# start of Entries provided
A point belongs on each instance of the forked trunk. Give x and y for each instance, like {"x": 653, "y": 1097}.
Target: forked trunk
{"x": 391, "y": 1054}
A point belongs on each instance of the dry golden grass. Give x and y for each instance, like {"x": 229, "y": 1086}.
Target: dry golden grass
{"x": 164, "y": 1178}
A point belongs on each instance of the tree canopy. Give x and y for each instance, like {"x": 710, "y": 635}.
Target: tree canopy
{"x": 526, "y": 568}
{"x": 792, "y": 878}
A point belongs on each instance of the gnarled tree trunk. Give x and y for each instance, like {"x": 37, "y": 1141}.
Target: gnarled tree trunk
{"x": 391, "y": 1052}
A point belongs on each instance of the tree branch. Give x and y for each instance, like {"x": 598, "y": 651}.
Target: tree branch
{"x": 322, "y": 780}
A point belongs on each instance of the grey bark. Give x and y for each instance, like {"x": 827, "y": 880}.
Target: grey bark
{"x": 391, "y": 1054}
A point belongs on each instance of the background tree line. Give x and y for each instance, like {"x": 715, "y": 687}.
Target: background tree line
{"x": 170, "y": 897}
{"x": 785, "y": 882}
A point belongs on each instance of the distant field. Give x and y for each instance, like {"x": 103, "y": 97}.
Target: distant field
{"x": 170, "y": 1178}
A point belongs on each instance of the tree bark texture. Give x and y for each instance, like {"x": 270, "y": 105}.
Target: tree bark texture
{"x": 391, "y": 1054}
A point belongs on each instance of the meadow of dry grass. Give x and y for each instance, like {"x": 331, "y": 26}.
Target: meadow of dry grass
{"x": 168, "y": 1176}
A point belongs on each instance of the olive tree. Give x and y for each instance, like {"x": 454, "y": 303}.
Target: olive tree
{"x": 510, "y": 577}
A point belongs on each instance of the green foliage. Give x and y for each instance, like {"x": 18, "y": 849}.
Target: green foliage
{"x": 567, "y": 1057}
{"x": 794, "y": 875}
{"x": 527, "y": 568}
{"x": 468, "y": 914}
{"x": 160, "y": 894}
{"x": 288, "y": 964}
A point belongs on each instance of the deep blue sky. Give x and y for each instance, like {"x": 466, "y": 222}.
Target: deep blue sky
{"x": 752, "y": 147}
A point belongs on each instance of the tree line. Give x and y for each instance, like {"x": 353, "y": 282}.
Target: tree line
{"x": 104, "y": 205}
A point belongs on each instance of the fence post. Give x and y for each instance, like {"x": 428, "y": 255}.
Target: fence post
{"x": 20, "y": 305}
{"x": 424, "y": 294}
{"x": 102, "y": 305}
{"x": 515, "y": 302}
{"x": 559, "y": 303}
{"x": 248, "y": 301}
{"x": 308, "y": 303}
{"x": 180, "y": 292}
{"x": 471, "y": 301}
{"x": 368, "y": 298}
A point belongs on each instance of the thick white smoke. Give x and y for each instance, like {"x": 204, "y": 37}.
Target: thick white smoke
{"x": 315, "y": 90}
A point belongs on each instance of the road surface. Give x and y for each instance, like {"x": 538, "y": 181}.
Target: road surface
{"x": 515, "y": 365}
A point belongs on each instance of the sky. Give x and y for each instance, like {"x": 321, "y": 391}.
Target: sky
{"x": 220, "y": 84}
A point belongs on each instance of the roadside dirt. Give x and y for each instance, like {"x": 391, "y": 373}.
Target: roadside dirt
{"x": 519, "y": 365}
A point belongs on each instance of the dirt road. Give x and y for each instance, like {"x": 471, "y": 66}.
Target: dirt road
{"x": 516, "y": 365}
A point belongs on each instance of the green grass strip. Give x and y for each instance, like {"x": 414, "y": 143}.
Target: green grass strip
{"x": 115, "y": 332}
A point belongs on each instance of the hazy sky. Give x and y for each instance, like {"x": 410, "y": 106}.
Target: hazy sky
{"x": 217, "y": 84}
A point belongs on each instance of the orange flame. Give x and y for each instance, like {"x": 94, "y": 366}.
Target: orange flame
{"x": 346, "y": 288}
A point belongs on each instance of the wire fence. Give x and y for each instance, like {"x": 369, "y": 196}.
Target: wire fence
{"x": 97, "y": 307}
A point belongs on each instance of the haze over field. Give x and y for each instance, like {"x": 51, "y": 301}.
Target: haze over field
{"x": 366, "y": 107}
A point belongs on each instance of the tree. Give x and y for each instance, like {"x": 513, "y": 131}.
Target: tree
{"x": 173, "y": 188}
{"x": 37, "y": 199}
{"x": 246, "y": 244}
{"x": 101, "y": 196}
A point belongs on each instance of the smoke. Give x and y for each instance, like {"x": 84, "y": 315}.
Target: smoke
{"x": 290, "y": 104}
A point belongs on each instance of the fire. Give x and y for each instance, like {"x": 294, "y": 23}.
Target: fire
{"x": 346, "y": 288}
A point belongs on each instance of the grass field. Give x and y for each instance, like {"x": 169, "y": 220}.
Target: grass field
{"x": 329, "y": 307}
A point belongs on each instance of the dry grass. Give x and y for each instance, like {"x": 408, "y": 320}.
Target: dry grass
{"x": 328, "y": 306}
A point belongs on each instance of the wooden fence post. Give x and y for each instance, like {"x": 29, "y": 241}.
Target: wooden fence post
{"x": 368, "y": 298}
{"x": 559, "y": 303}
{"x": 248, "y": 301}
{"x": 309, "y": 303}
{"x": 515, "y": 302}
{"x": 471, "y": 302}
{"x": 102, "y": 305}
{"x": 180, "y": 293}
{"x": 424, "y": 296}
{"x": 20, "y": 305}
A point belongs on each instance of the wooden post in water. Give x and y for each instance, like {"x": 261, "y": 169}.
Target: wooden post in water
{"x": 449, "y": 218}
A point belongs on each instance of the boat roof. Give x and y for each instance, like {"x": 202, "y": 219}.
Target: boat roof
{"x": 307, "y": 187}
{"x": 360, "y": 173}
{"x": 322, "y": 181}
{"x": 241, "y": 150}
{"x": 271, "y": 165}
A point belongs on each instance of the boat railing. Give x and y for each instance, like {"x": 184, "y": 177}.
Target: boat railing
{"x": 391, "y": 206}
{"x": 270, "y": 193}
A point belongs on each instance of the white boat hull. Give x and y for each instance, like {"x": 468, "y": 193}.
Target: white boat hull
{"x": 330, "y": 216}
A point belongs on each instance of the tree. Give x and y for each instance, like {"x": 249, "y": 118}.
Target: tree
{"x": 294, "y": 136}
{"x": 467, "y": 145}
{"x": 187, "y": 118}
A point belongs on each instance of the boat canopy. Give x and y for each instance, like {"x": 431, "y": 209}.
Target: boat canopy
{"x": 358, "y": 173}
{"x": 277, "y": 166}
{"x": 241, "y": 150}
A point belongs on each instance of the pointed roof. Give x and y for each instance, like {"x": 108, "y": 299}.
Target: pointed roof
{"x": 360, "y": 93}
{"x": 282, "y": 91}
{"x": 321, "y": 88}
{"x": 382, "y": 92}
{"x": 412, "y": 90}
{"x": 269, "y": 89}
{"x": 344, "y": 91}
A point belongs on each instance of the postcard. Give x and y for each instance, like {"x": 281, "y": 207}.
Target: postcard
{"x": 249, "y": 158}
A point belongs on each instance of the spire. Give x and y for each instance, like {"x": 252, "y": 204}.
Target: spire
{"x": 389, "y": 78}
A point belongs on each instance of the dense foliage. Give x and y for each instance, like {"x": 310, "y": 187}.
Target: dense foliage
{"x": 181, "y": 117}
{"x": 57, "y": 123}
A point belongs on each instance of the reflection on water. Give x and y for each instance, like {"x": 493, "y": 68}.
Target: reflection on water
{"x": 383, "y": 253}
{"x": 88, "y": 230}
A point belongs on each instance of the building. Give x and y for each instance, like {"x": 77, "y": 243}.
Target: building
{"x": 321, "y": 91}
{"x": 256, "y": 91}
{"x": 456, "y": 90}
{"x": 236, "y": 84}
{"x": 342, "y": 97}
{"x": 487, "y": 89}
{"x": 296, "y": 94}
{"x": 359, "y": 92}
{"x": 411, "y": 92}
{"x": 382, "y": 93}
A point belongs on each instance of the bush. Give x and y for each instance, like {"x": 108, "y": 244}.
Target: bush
# end of Entries provided
**Aim**
Reproduce the rows from the line containing "A point belongs on each instance of the reflection" through the end of the rows, with all lines kept, requests included. Scale every answer coordinate by 1.9 and round to whole numbers, halves up, leaving the requests and their sample coordinates unchanged.

**Exercise result**
A point belongs on each instance of the reflection on water. Give x and y for each instance, like {"x": 493, "y": 68}.
Target: reflection on water
{"x": 728, "y": 481}
{"x": 167, "y": 437}
A point belongs on each instance of the building. Give x and y for each instance, like {"x": 77, "y": 243}.
Target: building
{"x": 610, "y": 173}
{"x": 486, "y": 173}
{"x": 866, "y": 171}
{"x": 448, "y": 160}
{"x": 650, "y": 184}
{"x": 925, "y": 169}
{"x": 562, "y": 179}
{"x": 682, "y": 175}
{"x": 781, "y": 175}
{"x": 726, "y": 177}
A point belongs on each instance of the bush. Give x and y for each instance, like {"x": 108, "y": 244}.
Target: bush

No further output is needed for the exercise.